| WRITTEN INSTRUCTION |
Reproduce the passage of the taxation quotations page between "Wernher von Braun" and "embryo is taxation.", inclusive.

| PAGE EXTRACT |
━━━

Inspirational Quotations

Inspirational Quotations on Taxation

There is just one thing I can promise you about the outer-space program—your tax-dollar will go further.
Wernher von Braun (1912–77) German-born American Engineer, Scientist

The income tax has made more liars out of the American people than golf has. Even when you make a tax form out on the level, you don’t know when it’s through if you are a crook or a martyr.
Will Rogers (1879–1935) American Actor, Rancher, Humorist

No one can become rich by the efforts of only their toil, but only by the discovery of some method of taxing the labor of others.
John Ruskin (1819–1900) English Writer, Art Critic

Civil servants and priests, soldiers and ballet-dancers, schoolmasters and police constables, Greek museums and Gothic steeples, civil list and services list—the common seed within which all these fabulous beings slumber in embryo is taxation.
Karl Marx (1818–1883) German Philosopher, Economist

Taxes and golf are alike, you drive your heart out for the green, and then end up in the hole.
Unknown

Indoors or out, no one relaxes
In March, that month of wind and taxes,
The wind will presently disappear,
The taxes last us all year.
Ogden Nash (1902–71) American Writer of Sophisticated Light Verse

The tax collector must love poor people. He is creating so many of them.
Burton Hillis (William E. Vaughan) (1915–77) American Columnist, Author

A government which robs Peter to pay Paul can always count on Paul’s support.
George Bernard Shaw (1856–1950) Irish Playwright

If a thousand men were not to pay their tax-bills this year, that would not be a violent and bloody measure, as it would be to pay them, and enable the State to commit violence and shed innocent blood. This is, in fact, the definition of a peaceable revolution, if any such is possible.

━━━

| PROVIDED MATERIAL |
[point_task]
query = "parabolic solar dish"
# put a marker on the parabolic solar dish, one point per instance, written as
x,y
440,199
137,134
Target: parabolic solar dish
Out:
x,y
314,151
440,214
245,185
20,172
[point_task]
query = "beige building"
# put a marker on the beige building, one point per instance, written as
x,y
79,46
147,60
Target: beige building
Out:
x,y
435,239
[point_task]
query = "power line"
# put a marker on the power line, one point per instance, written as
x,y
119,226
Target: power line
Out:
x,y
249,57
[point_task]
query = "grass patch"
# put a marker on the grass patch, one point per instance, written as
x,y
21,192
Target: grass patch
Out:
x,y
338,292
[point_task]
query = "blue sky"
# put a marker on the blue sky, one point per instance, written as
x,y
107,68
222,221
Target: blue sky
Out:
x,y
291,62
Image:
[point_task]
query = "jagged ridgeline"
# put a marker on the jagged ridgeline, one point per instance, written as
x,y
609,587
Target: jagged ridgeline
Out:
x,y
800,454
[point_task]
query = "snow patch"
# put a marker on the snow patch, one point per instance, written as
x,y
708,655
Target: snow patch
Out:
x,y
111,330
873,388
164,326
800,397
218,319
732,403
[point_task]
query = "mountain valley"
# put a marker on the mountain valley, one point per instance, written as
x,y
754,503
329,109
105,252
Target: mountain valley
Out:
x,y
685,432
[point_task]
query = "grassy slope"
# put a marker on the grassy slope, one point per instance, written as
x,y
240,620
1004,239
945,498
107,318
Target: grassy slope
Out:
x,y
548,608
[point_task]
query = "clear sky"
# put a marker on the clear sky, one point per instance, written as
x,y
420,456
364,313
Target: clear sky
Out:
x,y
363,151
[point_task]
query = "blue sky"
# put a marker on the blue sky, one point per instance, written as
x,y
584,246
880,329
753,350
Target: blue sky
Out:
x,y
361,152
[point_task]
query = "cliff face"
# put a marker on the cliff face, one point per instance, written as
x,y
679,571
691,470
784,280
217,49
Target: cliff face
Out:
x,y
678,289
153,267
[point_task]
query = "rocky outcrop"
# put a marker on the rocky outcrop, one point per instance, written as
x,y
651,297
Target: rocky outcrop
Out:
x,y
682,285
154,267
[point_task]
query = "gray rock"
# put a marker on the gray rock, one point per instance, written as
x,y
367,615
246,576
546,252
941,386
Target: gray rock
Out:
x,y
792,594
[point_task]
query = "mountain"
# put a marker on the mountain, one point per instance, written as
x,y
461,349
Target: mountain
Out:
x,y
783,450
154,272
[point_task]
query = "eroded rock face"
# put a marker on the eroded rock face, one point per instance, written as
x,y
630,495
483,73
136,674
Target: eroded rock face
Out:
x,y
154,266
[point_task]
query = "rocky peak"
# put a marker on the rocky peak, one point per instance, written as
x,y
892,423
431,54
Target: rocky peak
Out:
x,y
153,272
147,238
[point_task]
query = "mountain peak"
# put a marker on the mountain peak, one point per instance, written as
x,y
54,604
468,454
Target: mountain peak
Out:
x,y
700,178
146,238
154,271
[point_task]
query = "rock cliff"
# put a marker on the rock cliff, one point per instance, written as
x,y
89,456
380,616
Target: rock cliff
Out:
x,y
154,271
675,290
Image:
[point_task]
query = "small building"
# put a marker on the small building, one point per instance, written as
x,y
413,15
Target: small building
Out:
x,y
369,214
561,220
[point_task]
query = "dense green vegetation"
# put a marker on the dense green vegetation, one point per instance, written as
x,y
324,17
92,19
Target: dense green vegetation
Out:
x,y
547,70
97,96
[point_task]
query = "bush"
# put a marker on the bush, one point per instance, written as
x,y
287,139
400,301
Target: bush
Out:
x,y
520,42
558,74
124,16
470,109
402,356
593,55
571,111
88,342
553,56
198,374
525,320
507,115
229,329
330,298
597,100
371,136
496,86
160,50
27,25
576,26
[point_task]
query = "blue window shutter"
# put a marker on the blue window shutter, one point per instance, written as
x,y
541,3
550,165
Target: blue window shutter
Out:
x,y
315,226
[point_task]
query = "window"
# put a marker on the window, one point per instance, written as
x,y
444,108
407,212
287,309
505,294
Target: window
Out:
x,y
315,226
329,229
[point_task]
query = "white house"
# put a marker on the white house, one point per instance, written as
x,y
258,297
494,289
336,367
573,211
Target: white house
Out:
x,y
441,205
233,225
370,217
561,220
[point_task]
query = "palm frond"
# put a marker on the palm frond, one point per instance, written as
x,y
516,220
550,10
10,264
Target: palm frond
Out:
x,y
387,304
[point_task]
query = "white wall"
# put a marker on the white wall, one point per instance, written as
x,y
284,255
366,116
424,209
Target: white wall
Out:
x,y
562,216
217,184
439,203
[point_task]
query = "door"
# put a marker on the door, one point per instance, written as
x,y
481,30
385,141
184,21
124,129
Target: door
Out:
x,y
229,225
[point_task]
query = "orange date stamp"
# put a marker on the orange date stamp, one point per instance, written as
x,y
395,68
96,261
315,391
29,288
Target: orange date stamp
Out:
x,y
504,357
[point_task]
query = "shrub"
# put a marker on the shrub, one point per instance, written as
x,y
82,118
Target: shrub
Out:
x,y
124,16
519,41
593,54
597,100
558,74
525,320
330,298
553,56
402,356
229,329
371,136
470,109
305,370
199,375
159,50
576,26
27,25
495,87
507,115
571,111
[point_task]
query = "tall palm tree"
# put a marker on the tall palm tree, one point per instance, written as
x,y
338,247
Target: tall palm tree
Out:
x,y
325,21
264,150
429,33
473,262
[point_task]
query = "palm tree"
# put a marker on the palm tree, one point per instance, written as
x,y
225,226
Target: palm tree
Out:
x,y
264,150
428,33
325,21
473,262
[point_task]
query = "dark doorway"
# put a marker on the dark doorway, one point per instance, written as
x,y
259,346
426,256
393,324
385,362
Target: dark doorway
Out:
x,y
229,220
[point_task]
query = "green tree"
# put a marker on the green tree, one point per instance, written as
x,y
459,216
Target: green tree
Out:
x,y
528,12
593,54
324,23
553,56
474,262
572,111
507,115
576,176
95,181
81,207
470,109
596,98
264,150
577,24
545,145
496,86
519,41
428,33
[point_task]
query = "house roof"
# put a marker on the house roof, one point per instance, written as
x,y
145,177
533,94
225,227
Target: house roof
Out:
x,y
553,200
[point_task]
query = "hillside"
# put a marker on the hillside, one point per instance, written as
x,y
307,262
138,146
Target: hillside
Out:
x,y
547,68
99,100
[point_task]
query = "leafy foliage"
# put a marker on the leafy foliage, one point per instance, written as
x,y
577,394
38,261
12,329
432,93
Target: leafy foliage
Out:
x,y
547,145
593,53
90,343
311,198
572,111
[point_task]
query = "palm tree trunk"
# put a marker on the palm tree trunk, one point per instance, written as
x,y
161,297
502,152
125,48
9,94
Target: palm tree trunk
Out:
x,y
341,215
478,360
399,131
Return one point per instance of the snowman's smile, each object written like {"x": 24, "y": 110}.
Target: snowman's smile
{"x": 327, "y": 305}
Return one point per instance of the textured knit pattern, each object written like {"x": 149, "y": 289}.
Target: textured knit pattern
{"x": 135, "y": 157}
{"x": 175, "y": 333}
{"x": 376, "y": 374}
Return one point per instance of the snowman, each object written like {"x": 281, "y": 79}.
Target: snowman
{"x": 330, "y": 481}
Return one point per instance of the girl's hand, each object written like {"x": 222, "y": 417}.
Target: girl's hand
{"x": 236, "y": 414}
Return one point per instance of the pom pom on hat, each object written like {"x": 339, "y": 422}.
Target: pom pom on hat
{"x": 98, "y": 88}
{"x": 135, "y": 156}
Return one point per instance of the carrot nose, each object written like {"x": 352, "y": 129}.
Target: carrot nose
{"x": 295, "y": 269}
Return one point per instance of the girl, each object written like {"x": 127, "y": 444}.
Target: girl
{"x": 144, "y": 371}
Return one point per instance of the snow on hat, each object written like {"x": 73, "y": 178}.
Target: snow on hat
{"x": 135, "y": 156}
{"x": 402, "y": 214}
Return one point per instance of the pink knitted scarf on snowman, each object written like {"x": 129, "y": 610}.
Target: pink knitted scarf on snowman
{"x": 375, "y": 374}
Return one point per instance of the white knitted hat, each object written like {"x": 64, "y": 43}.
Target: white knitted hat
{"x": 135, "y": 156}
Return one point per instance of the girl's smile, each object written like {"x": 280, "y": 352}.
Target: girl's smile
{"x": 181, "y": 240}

━━━

| WRITTEN RESPONSE |
Wernher von Braun (1912–77) German-born American Engineer, Scientist

The income tax has made more liars out of the American people than golf has. Even when you make a tax form out on the level, you don’t know when it’s through if you are a crook or a martyr.
Will Rogers (1879–1935) American Actor, Rancher, Humorist

No one can become rich by the efforts of only their toil, but only by the discovery of some method of taxing the labor of others.
John Ruskin (1819–1900) English Writer, Art Critic

Civil servants and priests, soldiers and ballet-dancers, schoolmasters and police constables, Greek museums and Gothic steeples, civil list and services list—the common seed within which all these fabulous beings slumber in embryo is taxation.